◆ **GIVEN REQUEST**:
Find each line in the rows below that contains the word "truck", and copy every such line in full.
--- DATA FOR THIS TASK ---
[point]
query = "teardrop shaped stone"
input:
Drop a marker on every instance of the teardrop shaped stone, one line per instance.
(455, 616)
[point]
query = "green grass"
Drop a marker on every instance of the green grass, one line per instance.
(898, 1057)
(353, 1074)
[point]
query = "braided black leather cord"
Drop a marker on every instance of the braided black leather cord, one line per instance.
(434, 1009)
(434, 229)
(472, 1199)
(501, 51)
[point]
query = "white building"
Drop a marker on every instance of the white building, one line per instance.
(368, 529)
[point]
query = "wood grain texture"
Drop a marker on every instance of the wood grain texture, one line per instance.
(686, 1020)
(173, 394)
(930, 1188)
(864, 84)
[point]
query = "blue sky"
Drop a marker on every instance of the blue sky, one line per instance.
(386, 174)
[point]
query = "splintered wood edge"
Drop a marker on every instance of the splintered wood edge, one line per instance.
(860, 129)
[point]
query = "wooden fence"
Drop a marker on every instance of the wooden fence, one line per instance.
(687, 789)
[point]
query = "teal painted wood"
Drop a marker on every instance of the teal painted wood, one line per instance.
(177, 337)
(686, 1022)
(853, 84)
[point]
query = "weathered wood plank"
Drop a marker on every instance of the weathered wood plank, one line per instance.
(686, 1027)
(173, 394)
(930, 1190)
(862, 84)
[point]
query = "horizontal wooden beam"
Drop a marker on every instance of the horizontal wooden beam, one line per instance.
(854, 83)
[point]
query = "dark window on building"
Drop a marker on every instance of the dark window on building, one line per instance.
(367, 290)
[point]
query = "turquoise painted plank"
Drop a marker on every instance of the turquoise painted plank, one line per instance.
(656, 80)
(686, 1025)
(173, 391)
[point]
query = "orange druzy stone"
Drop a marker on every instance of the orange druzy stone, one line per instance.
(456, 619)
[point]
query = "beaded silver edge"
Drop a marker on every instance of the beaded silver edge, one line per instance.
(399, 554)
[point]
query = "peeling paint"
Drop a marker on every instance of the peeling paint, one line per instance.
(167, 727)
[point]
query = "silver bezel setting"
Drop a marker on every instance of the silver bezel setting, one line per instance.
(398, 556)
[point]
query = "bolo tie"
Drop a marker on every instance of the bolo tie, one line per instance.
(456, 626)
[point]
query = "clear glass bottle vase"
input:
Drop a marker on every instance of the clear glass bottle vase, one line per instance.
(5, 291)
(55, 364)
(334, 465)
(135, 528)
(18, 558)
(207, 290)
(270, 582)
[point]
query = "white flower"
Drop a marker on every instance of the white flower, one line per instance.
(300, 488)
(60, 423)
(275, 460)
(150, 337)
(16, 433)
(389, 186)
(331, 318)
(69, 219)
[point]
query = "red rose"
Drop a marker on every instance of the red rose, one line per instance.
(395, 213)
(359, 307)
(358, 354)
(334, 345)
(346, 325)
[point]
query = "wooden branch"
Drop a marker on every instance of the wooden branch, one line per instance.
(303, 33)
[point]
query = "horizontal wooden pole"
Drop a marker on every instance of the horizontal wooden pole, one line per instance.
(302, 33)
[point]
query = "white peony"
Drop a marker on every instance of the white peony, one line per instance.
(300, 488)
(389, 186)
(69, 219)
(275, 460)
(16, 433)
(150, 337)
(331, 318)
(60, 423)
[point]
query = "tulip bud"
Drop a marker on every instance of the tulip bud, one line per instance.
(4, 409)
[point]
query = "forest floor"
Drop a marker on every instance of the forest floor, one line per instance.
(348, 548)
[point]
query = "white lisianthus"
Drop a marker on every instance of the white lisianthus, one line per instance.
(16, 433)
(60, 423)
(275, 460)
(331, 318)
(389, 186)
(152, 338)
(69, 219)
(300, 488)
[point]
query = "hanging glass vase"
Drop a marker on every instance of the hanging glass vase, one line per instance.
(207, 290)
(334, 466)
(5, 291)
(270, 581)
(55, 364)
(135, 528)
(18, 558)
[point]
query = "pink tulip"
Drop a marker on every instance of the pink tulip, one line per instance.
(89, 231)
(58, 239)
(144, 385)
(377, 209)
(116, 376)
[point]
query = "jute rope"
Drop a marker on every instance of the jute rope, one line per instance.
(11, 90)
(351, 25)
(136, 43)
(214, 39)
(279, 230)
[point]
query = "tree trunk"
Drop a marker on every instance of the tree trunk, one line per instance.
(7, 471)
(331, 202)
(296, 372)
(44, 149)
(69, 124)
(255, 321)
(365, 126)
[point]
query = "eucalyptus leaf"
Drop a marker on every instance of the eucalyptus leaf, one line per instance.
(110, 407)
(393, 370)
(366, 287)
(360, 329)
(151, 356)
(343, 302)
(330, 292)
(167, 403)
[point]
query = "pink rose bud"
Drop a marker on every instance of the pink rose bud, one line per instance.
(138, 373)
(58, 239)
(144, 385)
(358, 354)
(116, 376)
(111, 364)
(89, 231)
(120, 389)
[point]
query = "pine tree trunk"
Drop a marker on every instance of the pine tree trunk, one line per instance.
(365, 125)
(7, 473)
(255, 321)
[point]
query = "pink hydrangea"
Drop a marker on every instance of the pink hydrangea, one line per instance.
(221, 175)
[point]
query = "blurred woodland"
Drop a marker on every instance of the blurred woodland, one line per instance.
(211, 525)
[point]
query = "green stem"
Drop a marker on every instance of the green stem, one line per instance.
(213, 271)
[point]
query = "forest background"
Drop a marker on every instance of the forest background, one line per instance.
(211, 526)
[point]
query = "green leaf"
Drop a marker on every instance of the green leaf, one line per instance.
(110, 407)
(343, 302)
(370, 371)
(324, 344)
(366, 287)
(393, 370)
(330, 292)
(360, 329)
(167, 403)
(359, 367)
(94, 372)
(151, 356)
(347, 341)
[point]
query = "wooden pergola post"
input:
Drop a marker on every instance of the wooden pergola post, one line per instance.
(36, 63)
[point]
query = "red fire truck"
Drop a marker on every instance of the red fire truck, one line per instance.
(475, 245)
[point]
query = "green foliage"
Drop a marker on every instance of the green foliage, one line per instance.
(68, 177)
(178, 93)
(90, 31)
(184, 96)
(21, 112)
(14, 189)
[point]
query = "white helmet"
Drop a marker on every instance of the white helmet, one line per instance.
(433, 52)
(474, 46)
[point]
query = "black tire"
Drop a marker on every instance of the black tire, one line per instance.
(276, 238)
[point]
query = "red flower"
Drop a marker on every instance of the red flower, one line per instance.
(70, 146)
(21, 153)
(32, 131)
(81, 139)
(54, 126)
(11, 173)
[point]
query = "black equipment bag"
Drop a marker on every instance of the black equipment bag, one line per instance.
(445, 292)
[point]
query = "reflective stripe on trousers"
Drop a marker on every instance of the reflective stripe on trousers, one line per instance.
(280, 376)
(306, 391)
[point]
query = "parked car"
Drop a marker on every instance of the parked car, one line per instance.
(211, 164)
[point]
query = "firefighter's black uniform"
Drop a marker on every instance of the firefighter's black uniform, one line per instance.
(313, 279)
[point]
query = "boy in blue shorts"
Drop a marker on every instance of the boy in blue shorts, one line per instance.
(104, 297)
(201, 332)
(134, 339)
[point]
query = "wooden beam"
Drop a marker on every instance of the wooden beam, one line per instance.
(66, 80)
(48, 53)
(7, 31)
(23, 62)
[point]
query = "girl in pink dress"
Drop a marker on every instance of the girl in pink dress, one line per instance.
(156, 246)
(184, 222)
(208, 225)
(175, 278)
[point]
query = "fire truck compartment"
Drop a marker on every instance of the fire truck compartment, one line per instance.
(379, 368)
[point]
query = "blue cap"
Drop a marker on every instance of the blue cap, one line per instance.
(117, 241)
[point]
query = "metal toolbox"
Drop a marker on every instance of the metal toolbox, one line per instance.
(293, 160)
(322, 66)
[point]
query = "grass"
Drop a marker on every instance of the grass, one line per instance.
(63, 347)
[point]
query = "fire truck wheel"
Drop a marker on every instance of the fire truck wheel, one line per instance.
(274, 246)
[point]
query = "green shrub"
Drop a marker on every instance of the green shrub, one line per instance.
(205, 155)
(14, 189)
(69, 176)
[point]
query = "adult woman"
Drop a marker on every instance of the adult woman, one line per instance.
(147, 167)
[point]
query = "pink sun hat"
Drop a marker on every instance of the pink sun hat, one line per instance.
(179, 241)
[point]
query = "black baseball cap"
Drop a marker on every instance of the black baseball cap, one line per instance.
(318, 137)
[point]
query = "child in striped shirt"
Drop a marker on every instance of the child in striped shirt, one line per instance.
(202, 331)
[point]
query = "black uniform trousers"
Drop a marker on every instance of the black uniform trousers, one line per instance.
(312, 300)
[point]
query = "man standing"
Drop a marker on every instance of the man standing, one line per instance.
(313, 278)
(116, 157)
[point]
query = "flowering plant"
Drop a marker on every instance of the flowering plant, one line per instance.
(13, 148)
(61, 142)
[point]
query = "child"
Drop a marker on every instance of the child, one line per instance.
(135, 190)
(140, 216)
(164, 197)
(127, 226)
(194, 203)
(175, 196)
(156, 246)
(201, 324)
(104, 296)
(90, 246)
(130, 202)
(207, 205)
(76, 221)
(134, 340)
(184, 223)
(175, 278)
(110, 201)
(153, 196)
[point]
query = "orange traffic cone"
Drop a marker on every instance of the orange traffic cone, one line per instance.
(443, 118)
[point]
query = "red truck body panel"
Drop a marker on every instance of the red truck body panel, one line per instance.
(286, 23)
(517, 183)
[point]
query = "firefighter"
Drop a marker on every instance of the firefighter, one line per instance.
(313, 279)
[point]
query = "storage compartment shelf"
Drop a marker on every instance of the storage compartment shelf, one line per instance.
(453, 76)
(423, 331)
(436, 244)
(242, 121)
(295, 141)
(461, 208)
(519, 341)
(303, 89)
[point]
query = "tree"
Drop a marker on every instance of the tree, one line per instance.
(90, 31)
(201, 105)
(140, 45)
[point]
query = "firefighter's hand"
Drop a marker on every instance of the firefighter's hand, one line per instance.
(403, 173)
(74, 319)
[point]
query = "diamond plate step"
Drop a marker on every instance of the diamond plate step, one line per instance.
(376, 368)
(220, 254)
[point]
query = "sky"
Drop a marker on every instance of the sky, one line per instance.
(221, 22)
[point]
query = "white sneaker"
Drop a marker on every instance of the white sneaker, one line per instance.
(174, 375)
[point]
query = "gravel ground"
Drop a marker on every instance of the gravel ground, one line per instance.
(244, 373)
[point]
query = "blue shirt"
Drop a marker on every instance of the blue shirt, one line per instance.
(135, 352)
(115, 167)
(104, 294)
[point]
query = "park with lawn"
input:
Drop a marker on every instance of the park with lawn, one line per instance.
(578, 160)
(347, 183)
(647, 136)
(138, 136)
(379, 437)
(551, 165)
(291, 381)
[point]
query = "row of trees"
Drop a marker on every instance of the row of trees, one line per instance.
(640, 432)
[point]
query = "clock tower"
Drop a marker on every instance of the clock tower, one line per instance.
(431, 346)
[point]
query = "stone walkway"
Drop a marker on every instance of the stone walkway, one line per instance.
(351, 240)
---
◆ **WRITTEN ANSWER**:
query = "red fire truck"
Drop a marker on every instance of the red fire truck, one line per instance.
query = "fire truck compartment"
Drop a marker on every instance of the fire truck compartment, one line per instance.
query = "fire truck wheel"
Drop a marker on every instance of the fire truck wheel, one line per instance.
query = "red truck body panel"
Drop a marker on every instance of the red truck body panel, one line per instance.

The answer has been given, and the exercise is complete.